Supplied material —

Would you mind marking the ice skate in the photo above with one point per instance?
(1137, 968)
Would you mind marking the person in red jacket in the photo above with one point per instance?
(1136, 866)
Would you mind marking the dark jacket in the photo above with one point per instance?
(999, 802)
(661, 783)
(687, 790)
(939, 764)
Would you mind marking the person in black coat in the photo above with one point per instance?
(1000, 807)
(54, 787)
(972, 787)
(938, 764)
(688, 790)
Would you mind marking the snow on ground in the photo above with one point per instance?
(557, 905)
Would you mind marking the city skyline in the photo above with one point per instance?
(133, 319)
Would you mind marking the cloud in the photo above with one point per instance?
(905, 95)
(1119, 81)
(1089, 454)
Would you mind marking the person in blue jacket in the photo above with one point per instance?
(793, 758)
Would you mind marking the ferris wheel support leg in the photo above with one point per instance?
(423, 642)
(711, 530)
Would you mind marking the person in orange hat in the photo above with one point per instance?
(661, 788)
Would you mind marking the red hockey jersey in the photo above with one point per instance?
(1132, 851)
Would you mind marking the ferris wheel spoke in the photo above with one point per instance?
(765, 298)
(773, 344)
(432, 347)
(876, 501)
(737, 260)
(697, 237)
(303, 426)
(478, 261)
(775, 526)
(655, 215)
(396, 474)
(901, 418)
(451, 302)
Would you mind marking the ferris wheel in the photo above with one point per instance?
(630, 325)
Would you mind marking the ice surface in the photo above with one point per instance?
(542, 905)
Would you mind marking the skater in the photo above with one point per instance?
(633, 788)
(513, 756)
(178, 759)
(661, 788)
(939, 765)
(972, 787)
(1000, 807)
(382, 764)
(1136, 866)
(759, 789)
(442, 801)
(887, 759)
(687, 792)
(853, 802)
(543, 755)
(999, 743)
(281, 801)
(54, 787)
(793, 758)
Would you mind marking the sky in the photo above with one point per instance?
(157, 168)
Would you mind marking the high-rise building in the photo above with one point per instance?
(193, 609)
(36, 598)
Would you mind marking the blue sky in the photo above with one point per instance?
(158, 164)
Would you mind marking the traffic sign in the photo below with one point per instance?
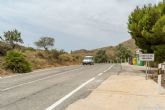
(147, 57)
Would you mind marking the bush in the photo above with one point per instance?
(65, 58)
(101, 56)
(4, 48)
(16, 62)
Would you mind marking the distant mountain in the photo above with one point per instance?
(130, 44)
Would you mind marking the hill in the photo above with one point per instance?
(130, 44)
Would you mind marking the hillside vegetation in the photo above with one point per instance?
(111, 51)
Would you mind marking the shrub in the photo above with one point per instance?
(4, 48)
(101, 56)
(16, 62)
(65, 58)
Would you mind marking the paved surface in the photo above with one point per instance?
(52, 89)
(126, 91)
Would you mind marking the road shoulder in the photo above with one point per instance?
(126, 91)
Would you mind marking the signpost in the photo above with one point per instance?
(147, 57)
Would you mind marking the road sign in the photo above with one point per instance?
(147, 57)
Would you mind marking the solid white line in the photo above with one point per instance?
(100, 74)
(68, 95)
(12, 87)
(108, 68)
(36, 71)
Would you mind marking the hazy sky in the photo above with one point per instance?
(75, 24)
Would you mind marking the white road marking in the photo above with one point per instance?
(12, 87)
(100, 74)
(108, 68)
(36, 71)
(69, 95)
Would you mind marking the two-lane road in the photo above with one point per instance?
(52, 89)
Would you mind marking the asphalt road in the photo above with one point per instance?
(52, 89)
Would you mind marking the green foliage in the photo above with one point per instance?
(13, 37)
(101, 56)
(4, 48)
(123, 53)
(45, 42)
(147, 27)
(159, 52)
(65, 58)
(16, 62)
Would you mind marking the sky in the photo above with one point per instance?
(75, 24)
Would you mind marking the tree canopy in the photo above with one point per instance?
(123, 52)
(101, 56)
(45, 42)
(12, 37)
(147, 26)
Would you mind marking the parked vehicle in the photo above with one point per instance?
(88, 60)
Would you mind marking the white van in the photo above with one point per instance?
(88, 60)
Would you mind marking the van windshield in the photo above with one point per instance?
(88, 58)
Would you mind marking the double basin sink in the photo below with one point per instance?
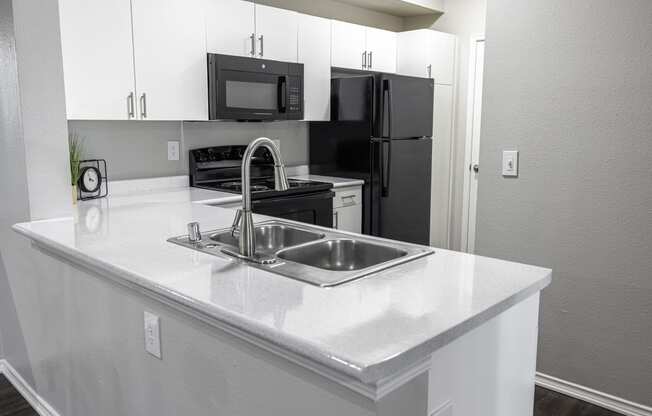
(313, 255)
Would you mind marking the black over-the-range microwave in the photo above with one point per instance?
(242, 88)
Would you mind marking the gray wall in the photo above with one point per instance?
(568, 85)
(138, 149)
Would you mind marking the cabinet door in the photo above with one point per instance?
(412, 56)
(170, 58)
(230, 26)
(315, 54)
(98, 62)
(276, 33)
(441, 165)
(381, 46)
(442, 48)
(348, 45)
(348, 218)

What is required —
Begin at the entry line that has "Would you mind marking the van" and stop after the last line of the entries. Give those lines again with "cabinet door" replaced by "cupboard door", leaving the pictures out and everything else unchanged.

Response for this exercise —
Would you mind marking the van windshield in the photo above with one point per instance?
(88, 58)
Would you mind marking the double basin sink in the photo below with one point per instance?
(313, 255)
Would you mind marking the black over-the-range microwave in the photo above with one point per instance?
(242, 88)
Would you mind marking the gray wall in the photo above with one point per instance?
(568, 85)
(138, 149)
Would you mind marking the cupboard door in the photo above with one point per instance?
(412, 56)
(170, 58)
(230, 26)
(315, 54)
(98, 62)
(276, 33)
(441, 165)
(381, 46)
(442, 48)
(348, 45)
(348, 218)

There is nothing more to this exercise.